This repo uses Flux for continuous reconciliation after Terraform + Ansible bootstrap.

Stable private-only baseline

The current default target is a deliberately simplified baseline:

1 control plane node
2 worker nodes
private Hetzner network only
Tailscale for operator access
Flux-managed core addons only

Detailed phase gates and success criteria live in STABLE_BASELINE.md.

This is the default until rebuilds are consistently green. High availability, public ingress, and app-layer expansion come later.

Runtime secrets

Runtime cluster secrets are moving to Doppler + External Secrets Operator.

Doppler project: hetznerterra
Initial auth: service token via DOPPLER_HETZNERTERRA_SERVICE_TOKEN
First synced secrets:
- GRAFANA_ADMIN_PASSWORD
- WEAVE_GITOPS_ADMIN_USERNAME
- WEAVE_GITOPS_ADMIN_PASSWORD_BCRYPT_HASH

Terraform/bootstrap secrets remain in Gitea Actions secrets and are not managed by Doppler.

Repository layout

clusters/prod/: cluster entrypoint and Flux reconciliation objects
clusters/prod/flux-system/: GitRepository source and top-level Kustomization graph
infrastructure/: infrastructure addon reconciliation graph
infrastructure/addons/*: per-addon manifests for Flux-managed cluster addons
apps/: application workload layer (currently scaffolded)

Reconciliation graph

infrastructure (top-level)
- addon-ccm
- addon-csi depends on addon-ccm
- addon-tailscale-operator
- addon-observability
- addon-observability-content depends on addon-observability
apps depends on infrastructure

Bootstrap notes

Install Flux controllers in flux-system.
Create the Flux deploy key/secret named flux-system in flux-system namespace.
Apply clusters/prod/flux-system/ once to establish source + reconciliation graph.
Bootstrap-only Ansible creates prerequisite secrets; Flux manages addon lifecycle after bootstrap.

Current addon status

Core infrastructure addons are Flux-managed from infrastructure/addons/.
Active Flux addons for stable baseline: addon-tailscale-operator, addon-tailscale-proxyclass, addon-external-secrets.
Deferred addons: addon-ccm, addon-csi, addon-observability, addon-observability-content (to be added after baseline is stable).
Ansible is limited to cluster bootstrap, private-access setup, and prerequisite secret creation for Flux-managed addons.
addon-flux-ui is optional for the stable-baseline phase and is not a blocker for rebuild success.

☆ ☆ ☆

# Directions
**a)** Translate this sentence from the Flux repository notes into Spanish: "Terraform/bootstrap secrets remain in Gitea Actions secrets and are not managed by Doppler."
**b)** According to the Flux repository notes, what is the name of the Doppler project used for runtime cluster secrets?

☆ ☆ ☆

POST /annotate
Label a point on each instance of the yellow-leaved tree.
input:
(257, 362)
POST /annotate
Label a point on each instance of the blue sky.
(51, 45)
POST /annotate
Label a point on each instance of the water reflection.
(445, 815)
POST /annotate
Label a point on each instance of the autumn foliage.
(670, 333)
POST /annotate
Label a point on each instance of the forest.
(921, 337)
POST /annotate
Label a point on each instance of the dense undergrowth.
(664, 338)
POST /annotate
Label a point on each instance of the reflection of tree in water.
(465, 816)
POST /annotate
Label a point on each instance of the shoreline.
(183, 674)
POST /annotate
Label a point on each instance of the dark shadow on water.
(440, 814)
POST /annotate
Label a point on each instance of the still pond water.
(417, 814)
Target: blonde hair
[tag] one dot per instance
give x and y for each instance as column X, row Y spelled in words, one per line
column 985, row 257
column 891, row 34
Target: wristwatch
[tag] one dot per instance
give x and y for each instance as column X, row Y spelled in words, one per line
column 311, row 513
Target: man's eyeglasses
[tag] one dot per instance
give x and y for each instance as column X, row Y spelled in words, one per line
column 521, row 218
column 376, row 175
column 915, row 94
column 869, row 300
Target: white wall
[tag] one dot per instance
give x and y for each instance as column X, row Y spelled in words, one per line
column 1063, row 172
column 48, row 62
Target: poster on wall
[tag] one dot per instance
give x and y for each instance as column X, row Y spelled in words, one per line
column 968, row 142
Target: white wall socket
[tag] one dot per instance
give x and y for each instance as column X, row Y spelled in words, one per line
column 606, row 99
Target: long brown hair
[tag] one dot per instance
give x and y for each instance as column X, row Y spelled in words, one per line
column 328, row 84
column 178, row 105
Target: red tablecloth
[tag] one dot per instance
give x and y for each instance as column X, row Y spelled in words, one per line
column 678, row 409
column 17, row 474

☆ ☆ ☆

# List of solutions
**a)** Los secretos de Terraform/bootstrap permanecen en los secretos de Gitea Actions y no son gestionados por Doppler.

**b)** hetznerterra